Required task: Can you write out every one of the items below word for word, without changing anything?

========================

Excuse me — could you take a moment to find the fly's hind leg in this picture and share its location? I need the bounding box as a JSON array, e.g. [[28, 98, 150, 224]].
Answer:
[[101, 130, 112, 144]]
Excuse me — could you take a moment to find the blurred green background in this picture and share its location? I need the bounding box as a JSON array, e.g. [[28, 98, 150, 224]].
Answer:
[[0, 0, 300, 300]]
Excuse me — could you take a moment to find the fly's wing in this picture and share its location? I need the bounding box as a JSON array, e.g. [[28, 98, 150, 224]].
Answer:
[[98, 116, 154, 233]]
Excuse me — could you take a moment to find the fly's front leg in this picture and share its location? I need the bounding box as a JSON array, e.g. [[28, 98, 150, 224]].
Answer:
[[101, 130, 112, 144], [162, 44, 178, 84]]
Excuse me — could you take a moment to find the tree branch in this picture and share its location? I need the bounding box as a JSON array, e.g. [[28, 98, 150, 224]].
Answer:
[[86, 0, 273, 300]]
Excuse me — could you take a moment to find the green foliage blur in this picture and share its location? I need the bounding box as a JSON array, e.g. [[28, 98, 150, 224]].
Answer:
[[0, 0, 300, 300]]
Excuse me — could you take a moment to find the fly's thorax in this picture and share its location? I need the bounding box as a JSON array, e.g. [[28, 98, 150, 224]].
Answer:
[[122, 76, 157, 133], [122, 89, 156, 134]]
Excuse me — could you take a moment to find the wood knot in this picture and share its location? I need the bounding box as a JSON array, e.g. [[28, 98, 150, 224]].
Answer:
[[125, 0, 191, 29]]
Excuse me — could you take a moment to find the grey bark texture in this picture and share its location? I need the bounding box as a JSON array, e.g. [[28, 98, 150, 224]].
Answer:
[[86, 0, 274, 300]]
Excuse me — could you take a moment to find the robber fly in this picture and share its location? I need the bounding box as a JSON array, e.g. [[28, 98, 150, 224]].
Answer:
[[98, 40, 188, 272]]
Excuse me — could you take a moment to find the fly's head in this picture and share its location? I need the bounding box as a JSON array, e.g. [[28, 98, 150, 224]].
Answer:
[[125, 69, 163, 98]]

========================

Task response:
Excuse me — could you take a moment to find the fly's hind leg in this picture and share its location? I need the bounding box as a JSON array, e.g. [[28, 98, 150, 224]].
Answer:
[[101, 130, 112, 144]]
Excuse me — could you take a moment to find the blurred green background in this picture and share its location? I need the bounding box as a JSON array, e.g. [[28, 98, 150, 224]].
Answer:
[[0, 0, 300, 300]]
Excuse me — could you take a moment to find the fly's wing in this picture and share its location? I need the bounding box as a JSON array, e.g. [[28, 98, 150, 224]].
Answer:
[[98, 116, 154, 233]]
Excuse me — could you take a moment to find the fly's front leg in this picture and share its location? I need the bounding box as a JSON array, e.g. [[28, 98, 150, 224]].
Answer:
[[101, 130, 112, 144], [162, 44, 178, 84]]
Excuse me — could you take a moment to find the tree branch in this picture and share its location? I need the bounding box as a JSON array, e.g. [[28, 98, 150, 224]].
Answer:
[[86, 0, 273, 300]]
Excuse me — could you take a moment to find the green foliage blur in this picture and share its location? I need the bounding box as a JSON array, e.g. [[28, 98, 150, 224]].
Answer:
[[0, 0, 300, 300]]
Excuse me — could you take a moment to find the fly's thorax in this picture and share its location? I need the bounding box as a JSON array, e.g. [[28, 98, 150, 224]].
Answer:
[[122, 76, 157, 133], [122, 89, 156, 134]]
Excuse me — could you take a moment to find the wood knot in this picture and share its location? I need the bounding box as a JSON array, e.g. [[28, 98, 150, 224]].
Answer:
[[125, 0, 191, 29]]
Excuse me — could you take a moment to find the grey bark texture in this picture and share its location? I need the bounding box as a JSON array, e.g. [[28, 98, 150, 224]].
Answer:
[[86, 0, 274, 300]]
Excuse me — could you take a moment to find the robber fly in this picture and share its location? I need the bounding box as a JSON array, e.g. [[28, 98, 150, 224]].
Answer:
[[98, 40, 188, 272]]
Excuse me — could you take a moment to find the fly's head in this picture and share its location? I need the bounding box as a JSON array, e.g. [[28, 98, 150, 224]].
Answer:
[[125, 69, 163, 98]]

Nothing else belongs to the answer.